== SET OF TASKS ==
1: Translate this sentence from the post on the Biodiscovery Institute opening into French: "Guests were given the opportunity to meet researchers, and tour labs where world-changing discoveries are enhancing our ability to diagnose, treat and cure disease."
2: According to the post on the Biodiscovery Institute opening, who officially opened the institute?
3: Continue the post on the Biodiscovery Institute opening from its final sentence.

== TEXT EXCERPT ==
=======

September 13th, 2021
Professor Dame Jessica Corner
I was delighted to attend the official opening of the Biodiscovery Institute (BDI) on University Park Campus last week (Monday 6 September). It was attended by around 100 guests, including leading scientists, government officials and key figures in healthcare and funding bodies from across the UK, and it is no exaggeration to say that we were thrilled to be there.
This was the first such in-person event to be held on campus in 18 months, which has felt like a very long time. The launch of the institute was delayed by the pandemic and since then so much has happened, with many aspect of our lives changed for ever.
So to witness this £100m research institute officially opened by Professor Fiona Watt, Executive Chair of the Medical Research Council, and our Vice-Chancellor Professor Shearer West was very special.
The launch was limited to 100 people due to the pandemic – but reflecting BDI Director Chris Denning’s passion for inclusivity (and pride in sharing the outstanding contributions of his colleagues) the event was live-streamed.
Professor Watt gave a compelling address and Chris chaired an inspiring and thought-provoking discussion on nurturing a research culture where all can thrive and reach their potential.
Guests were given the opportunity to meet researchers, and tour labs where world-changing discoveries are enhancing our ability to diagnose, treat and cure disease.

=======

== SUPPLIED DATA ==
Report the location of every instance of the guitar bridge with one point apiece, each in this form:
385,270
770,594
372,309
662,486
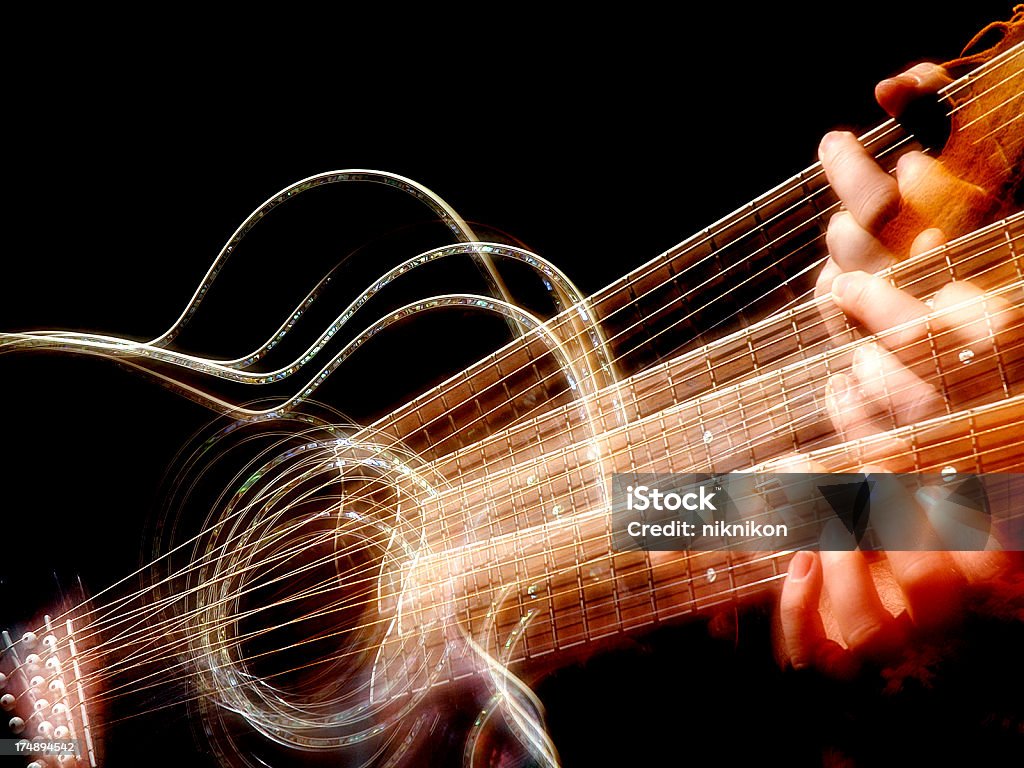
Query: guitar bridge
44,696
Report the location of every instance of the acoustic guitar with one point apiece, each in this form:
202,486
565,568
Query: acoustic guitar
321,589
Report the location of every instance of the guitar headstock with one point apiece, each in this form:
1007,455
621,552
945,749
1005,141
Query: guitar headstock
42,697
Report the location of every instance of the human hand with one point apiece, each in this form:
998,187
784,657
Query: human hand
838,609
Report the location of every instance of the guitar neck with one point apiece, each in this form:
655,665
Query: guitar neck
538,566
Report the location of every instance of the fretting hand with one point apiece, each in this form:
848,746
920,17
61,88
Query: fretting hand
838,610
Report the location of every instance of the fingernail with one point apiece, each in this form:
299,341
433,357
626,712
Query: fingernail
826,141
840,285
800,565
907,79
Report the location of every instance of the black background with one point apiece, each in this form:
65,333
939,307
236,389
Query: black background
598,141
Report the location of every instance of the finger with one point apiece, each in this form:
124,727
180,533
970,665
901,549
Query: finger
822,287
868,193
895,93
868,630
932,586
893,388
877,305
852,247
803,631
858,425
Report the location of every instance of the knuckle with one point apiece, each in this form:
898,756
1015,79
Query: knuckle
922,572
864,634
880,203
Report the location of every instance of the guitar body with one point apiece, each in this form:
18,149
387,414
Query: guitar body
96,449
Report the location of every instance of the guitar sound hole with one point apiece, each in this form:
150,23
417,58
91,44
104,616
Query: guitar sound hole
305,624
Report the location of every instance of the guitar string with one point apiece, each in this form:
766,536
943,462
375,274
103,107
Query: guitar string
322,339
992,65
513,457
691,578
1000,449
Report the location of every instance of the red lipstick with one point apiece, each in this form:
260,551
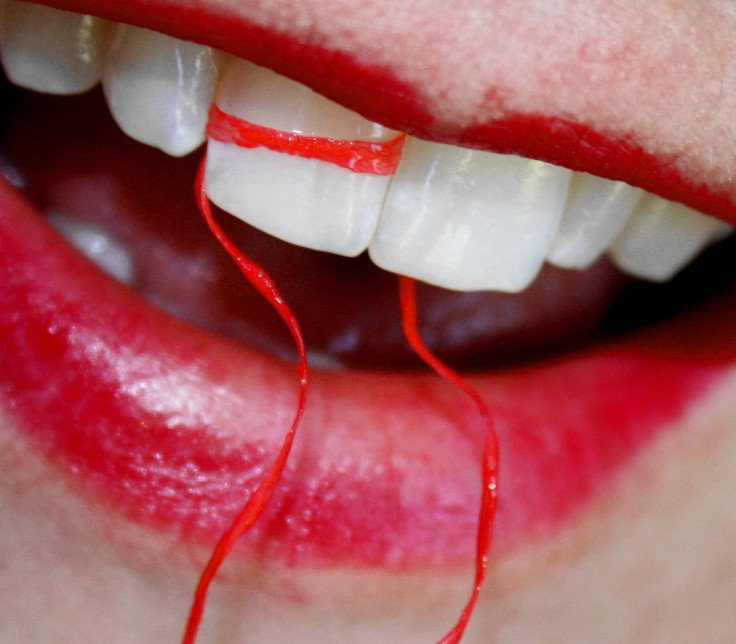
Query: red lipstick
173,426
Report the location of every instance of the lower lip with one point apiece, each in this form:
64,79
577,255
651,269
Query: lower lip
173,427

=======

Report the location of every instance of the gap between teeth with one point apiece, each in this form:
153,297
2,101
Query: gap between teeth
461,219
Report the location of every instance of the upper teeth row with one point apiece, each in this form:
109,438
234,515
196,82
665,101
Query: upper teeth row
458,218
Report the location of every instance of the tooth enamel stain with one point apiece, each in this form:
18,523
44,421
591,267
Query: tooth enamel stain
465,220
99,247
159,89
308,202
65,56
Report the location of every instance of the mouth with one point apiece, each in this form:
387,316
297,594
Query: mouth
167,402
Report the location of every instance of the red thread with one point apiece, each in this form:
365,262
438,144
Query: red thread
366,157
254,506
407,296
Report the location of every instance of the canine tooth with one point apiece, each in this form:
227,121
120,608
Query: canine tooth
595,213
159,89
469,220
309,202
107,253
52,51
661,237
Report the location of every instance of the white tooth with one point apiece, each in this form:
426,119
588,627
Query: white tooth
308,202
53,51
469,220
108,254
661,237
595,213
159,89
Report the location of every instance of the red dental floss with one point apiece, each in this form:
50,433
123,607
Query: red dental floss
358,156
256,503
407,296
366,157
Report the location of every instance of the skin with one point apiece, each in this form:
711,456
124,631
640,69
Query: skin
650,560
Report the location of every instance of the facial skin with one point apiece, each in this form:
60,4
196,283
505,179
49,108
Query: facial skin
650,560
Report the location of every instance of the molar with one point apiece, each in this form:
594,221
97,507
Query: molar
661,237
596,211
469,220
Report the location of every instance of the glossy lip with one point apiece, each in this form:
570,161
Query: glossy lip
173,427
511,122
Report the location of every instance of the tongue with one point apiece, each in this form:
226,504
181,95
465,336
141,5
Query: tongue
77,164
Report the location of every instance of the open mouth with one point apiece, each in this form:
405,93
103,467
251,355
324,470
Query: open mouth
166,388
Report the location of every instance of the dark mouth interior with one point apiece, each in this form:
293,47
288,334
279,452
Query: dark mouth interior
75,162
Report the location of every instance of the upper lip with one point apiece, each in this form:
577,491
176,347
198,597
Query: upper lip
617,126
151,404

=======

== RESULTS IN ORDER ==
1: Les invités ont eu l'occasion de rencontrer des chercheurs et de visiter des laboratoires où des découvertes qui changent le monde renforcent notre capacité à diagnostiquer, traiter et guérir les maladies.

2: Professor Fiona Watt, Executive Chair of the Medical Research Council, and Vice-Chancellor Professor Shearer West.

3:
The Biodiscovery Institute is home to 850 talented academics, researchers, clinicians and support staff who together have generated £223m in funding since 2014. It has also been the vanguard of the UK’s response to Covid-19, donating equipment to assist with mass testing and establishing and running from its labs a University of Nottingham Covid-19 Asymptomatic Testing Service, which has processed nearly 100,000 samples from 20,000 people.
As our Vice-Chancellor said:
“The University of Nottingham has always been at the forefront of innovation in global science and healthcare, from the development of Magnetic Resonance Imaging (MRI) to the discovery of ibuprofen. I have no doubt that the Biodiscovery Institute will continue this proud heritage, using the very latest equipment, technology and collaboration techniques in chemical and biological discovery to tackle disease and improve lives across the world.”
This was a fantastic event, put together in challenging circumstances, and a model for engaging colleagues across the university and beyond. The launch of the Cobot Maker Space on Innovation Park on Jubilee campus, which also took place last week, further underlines our commitment to establishing world-class research facilities as hubs for innovation and knowledge exchange. My congratulations to everyone involved.